Given task |
Revise the listing below by replacing each "Provide one point per instance" with "Give one point for each instance" and leaving every other line unchanged. Omit the pictures from your output.

Input data |
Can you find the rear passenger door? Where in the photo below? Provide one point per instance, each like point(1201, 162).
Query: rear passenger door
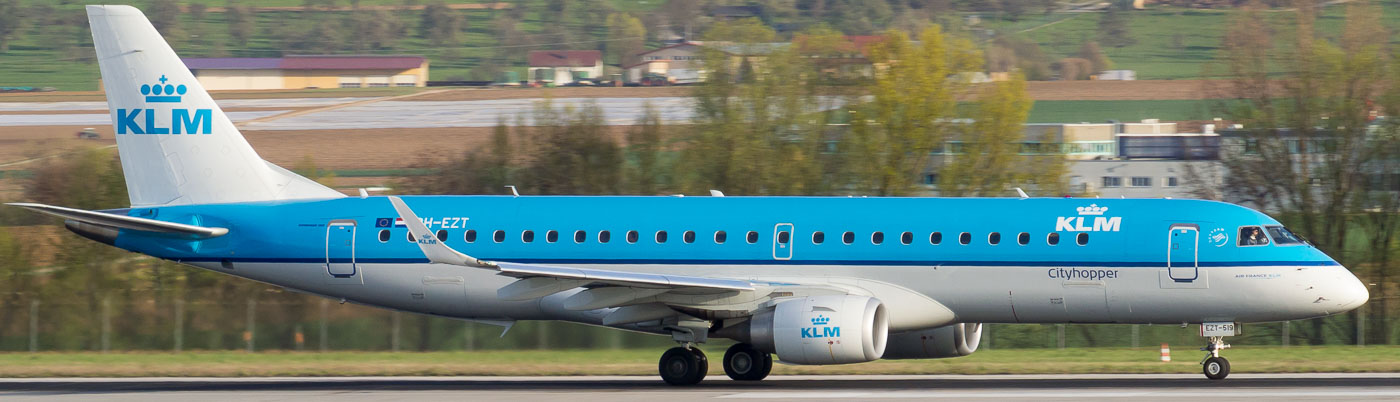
point(783, 241)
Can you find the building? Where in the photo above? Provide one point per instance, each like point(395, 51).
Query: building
point(681, 63)
point(310, 72)
point(1117, 160)
point(564, 66)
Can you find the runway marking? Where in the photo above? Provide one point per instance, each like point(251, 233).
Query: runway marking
point(1061, 394)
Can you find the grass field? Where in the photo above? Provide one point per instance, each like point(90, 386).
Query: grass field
point(1172, 44)
point(643, 362)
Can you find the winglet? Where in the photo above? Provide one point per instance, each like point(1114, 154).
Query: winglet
point(434, 250)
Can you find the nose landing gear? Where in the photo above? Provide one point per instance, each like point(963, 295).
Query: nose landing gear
point(1214, 364)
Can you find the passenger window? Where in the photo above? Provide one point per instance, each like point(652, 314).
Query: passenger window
point(1283, 236)
point(1252, 236)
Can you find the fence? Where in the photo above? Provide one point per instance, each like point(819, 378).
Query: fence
point(303, 322)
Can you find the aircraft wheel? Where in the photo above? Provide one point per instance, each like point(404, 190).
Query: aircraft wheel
point(704, 362)
point(1215, 367)
point(746, 363)
point(681, 366)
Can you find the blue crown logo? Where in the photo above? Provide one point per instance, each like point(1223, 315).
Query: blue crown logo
point(163, 93)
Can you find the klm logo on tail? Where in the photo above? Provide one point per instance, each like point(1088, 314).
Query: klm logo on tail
point(181, 121)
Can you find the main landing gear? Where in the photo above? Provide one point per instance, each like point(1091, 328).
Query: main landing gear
point(746, 363)
point(1214, 364)
point(688, 366)
point(683, 366)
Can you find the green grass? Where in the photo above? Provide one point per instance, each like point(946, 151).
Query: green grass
point(641, 362)
point(1172, 44)
point(1123, 111)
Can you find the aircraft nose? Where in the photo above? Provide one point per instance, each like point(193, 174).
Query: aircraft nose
point(1353, 293)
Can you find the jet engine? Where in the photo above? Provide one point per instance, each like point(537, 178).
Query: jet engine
point(948, 341)
point(819, 329)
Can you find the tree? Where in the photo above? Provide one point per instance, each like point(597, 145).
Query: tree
point(10, 23)
point(994, 156)
point(440, 24)
point(644, 170)
point(914, 91)
point(198, 10)
point(626, 38)
point(1113, 28)
point(1311, 153)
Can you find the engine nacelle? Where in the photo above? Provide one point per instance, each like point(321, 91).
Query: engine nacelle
point(821, 329)
point(948, 341)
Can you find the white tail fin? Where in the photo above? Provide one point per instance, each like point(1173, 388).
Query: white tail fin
point(177, 144)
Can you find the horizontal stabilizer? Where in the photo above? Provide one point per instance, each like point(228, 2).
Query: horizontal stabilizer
point(123, 222)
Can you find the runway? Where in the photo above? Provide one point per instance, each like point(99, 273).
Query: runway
point(1136, 387)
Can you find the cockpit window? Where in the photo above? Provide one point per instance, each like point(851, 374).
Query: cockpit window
point(1281, 236)
point(1252, 236)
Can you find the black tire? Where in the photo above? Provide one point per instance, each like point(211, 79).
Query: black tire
point(703, 360)
point(1215, 369)
point(746, 363)
point(679, 367)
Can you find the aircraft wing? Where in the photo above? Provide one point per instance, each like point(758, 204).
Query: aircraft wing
point(123, 222)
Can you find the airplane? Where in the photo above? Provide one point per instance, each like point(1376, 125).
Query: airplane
point(801, 280)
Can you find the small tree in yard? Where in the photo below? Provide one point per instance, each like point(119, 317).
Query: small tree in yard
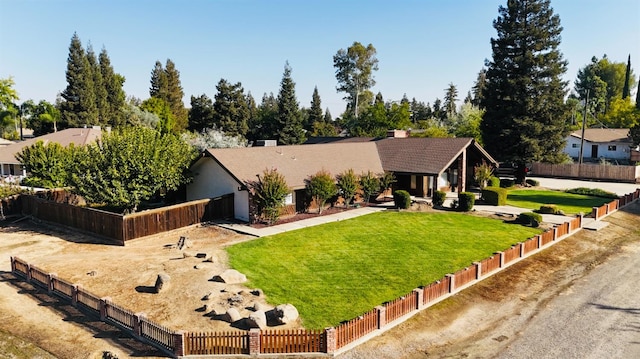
point(482, 173)
point(321, 187)
point(370, 185)
point(268, 194)
point(348, 185)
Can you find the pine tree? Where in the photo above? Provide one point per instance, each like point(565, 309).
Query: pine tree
point(79, 105)
point(627, 77)
point(230, 109)
point(290, 130)
point(99, 88)
point(524, 95)
point(315, 112)
point(114, 115)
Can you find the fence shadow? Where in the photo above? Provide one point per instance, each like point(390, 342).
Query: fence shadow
point(91, 323)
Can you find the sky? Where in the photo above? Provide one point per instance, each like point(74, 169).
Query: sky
point(422, 46)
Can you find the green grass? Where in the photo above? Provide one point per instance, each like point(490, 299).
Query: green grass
point(337, 271)
point(568, 202)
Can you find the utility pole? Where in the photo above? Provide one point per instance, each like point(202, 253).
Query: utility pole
point(584, 123)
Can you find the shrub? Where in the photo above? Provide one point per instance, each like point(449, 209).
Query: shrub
point(466, 201)
point(402, 199)
point(530, 219)
point(532, 182)
point(507, 182)
point(439, 197)
point(495, 196)
point(548, 209)
point(596, 192)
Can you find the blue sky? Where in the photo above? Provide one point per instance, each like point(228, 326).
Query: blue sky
point(422, 46)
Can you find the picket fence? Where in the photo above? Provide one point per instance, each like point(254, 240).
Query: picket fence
point(331, 341)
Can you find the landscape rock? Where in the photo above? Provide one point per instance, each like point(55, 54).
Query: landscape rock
point(232, 315)
point(286, 313)
point(230, 276)
point(162, 282)
point(257, 320)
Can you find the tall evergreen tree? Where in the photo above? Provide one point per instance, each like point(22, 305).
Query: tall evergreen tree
point(99, 87)
point(627, 78)
point(201, 113)
point(525, 118)
point(315, 112)
point(290, 130)
point(231, 113)
point(79, 104)
point(114, 113)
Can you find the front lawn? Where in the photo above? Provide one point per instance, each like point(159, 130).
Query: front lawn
point(568, 202)
point(337, 271)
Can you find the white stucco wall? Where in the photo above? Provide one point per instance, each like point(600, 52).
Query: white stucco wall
point(573, 149)
point(211, 180)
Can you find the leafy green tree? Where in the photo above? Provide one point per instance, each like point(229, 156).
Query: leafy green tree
point(131, 165)
point(79, 98)
point(370, 185)
point(113, 114)
point(48, 164)
point(525, 118)
point(627, 78)
point(268, 194)
point(315, 112)
point(354, 72)
point(230, 111)
point(161, 109)
point(201, 113)
point(290, 129)
point(348, 185)
point(321, 187)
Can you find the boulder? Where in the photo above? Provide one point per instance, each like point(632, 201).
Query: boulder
point(286, 313)
point(257, 320)
point(230, 276)
point(232, 315)
point(162, 282)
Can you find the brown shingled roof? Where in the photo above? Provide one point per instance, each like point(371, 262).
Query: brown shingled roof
point(298, 162)
point(428, 156)
point(77, 136)
point(604, 135)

Written solution |
Can you find the rear passenger door? Where in the photo below? Give one point for each instance, each like point(1201, 162).
Query: rear passenger door
point(783, 241)
Can you find the building? Where in the photo above? Give one point for each instance, each like point(395, 51).
Query: building
point(681, 63)
point(310, 72)
point(1117, 160)
point(564, 66)
Can you find the runway marking? Where in the photo above? Give one point for each instance, each like point(251, 233).
Query: runway marking
point(1061, 394)
Can you find the grass field? Where in the photo above? Give one point for each instance, each like point(90, 386).
Query: grass field
point(1172, 44)
point(643, 362)
Can you find the winglet? Where in the photo above? Give one point for each instance, each like point(1114, 154).
Query: winglet
point(434, 250)
Can you find the nose landing gear? Where in the photo above? Give one point for each instance, each like point(963, 295).
Query: nose landing gear
point(1214, 364)
Can you find the passenger window? Where in the photo above? Give one point for each instance, each like point(652, 314).
Query: passenger window
point(1283, 236)
point(1252, 236)
Can you find the fence? Where in the photo above? Give one point for each instance, each like point(819, 378).
Query: fence
point(303, 322)
Can you find the aircraft wheel? Where in the photo above? Give one point for each instance, each like point(404, 190).
Query: aircraft wheel
point(704, 362)
point(1215, 367)
point(746, 363)
point(681, 366)
Can you find the blue crown logo? Where in the photo above? Give one point for each instance, each like point(1223, 315).
Query: blue crown logo
point(163, 93)
Can you find the klm logo on tail? Where in the photo above? Give one point for each instance, each like point(1088, 314).
Query: klm logo on tail
point(181, 121)
Can you find the main landing gear? Where in the photo above? Give one point for each instance, each like point(1091, 328).
Query: main landing gear
point(746, 363)
point(1214, 364)
point(688, 366)
point(683, 366)
Can you find the green grass? Where in the photo above? Give one point for each instance, each like point(946, 151).
Query: green grass
point(641, 362)
point(1172, 44)
point(1123, 111)
Can you find the aircraft nose? Where in the photo above? Give one point for each instance, each like point(193, 174).
Query: aircraft nose
point(1353, 293)
Can you find the jet engine? Where in the photo above? Give one point for each instance, each like point(537, 178).
Query: jet engine
point(948, 341)
point(819, 329)
Can you find the tree? Where in the photo above? Give one point for each instance, each like point(597, 145).
Query: tree
point(10, 23)
point(994, 156)
point(440, 24)
point(644, 170)
point(914, 91)
point(198, 10)
point(626, 38)
point(1113, 28)
point(1311, 153)
Can you find the engine nacelle? Where in the photo above? Give one point for each instance, each like point(321, 91).
Query: engine nacelle
point(821, 329)
point(948, 341)
Can you find the white tail fin? Where in the photo above? Give one point for each instance, each like point(1173, 388).
Query: white tail fin
point(177, 144)
Can you find the horizontal stabilizer? Where in the photo above? Give one point for each instance, each like point(228, 2).
Query: horizontal stabilizer
point(123, 222)
Can you find the runway? Where in the photo above? Give one point for each instance, each like point(99, 273).
Query: runway
point(1136, 387)
Can you find the cockpit window? Where in the photo above? Give one point for each instance, each like point(851, 374).
Query: cockpit window
point(1281, 236)
point(1252, 236)
Can you find the black tire? Where in the photo above? Give one point for each instance, each like point(211, 79).
Query: black tire
point(703, 360)
point(1215, 369)
point(746, 363)
point(679, 367)
Can you find the aircraft wing? Where in the photo above? Give one point for each instance, each like point(758, 204).
Query: aircraft wing
point(123, 222)
Can you find the airplane? Where in the photo above? Give one point for each instance, each like point(1376, 125).
Query: airplane
point(801, 280)
Can you find the small tree in yard? Where in the photo below? Give one point for each instance, each like point(119, 317).
Query: small tree in yard
point(482, 173)
point(321, 187)
point(370, 185)
point(268, 194)
point(348, 185)
Can you find the pine tree? Where in the photo above? Give one point for each instance, each like point(565, 309).
Query: pine tree
point(79, 105)
point(627, 77)
point(230, 109)
point(290, 130)
point(99, 88)
point(524, 95)
point(315, 112)
point(114, 115)
Can you find the fence shadow? Where in the photo above? Give one point for each instance, each like point(390, 342).
Query: fence shadow
point(91, 323)
Can you find the sky? Where in the photo above? Give one point for each instance, each like point(74, 169).
Query: sky
point(422, 46)
Can you find the green grass? Where in the photo above? Give one point for each instance, each like point(490, 299).
Query: green grass
point(337, 271)
point(568, 202)
Can you find the utility pole? Where in the photo above? Give one point for each instance, each like point(202, 253).
Query: utility pole
point(584, 123)
Can you find the shrub? Where in the photo above? Give one point for each instance, each like point(449, 209).
Query: shrub
point(466, 201)
point(402, 199)
point(530, 219)
point(532, 182)
point(507, 182)
point(439, 197)
point(495, 196)
point(548, 209)
point(596, 192)
Can you find the blue sky? Where in the photo above? Give one point for each instance, each like point(228, 326).
Query: blue sky
point(422, 46)
Can you find the picket fence? Where in the photo above? Give one point for each instance, each like point(254, 240).
Query: picket fence
point(331, 341)
Can you find the landscape rock? Where in the photo above? Give one point for each instance, each like point(55, 54).
Query: landscape rock
point(232, 315)
point(286, 313)
point(230, 276)
point(162, 282)
point(257, 320)
Can you find the tall evergreen tree? Where in the photo above? Give one point for each instance, each like point(22, 305).
Query: tall evergreen tree
point(99, 87)
point(627, 78)
point(201, 113)
point(525, 118)
point(315, 112)
point(290, 130)
point(231, 113)
point(79, 104)
point(114, 113)
Can you find the front lawn? Where in the photo above? Give one point for each instance, each like point(159, 130).
Query: front lawn
point(568, 202)
point(337, 271)
Can you find the white stucco wall? Where in the photo above? Give one point for each instance, each like point(600, 52).
Query: white stucco wall
point(573, 149)
point(211, 180)
Can you find the leafy green tree? Where in the photo above? Give one point for each instance, each like point(229, 156).
Query: leafy green tree
point(131, 165)
point(79, 98)
point(370, 185)
point(113, 114)
point(48, 164)
point(525, 118)
point(627, 78)
point(268, 194)
point(315, 112)
point(354, 72)
point(230, 111)
point(161, 109)
point(201, 113)
point(290, 129)
point(348, 185)
point(321, 187)
Can you find the boulder? Where in the photo above? Give one point for each instance, each like point(632, 201).
Query: boulder
point(286, 313)
point(257, 320)
point(230, 276)
point(232, 315)
point(162, 282)
Can you find the brown shingled roof? Where in the photo above? Give one point for each instance, each like point(371, 262).
Query: brown shingled roof
point(298, 162)
point(428, 156)
point(77, 136)
point(604, 135)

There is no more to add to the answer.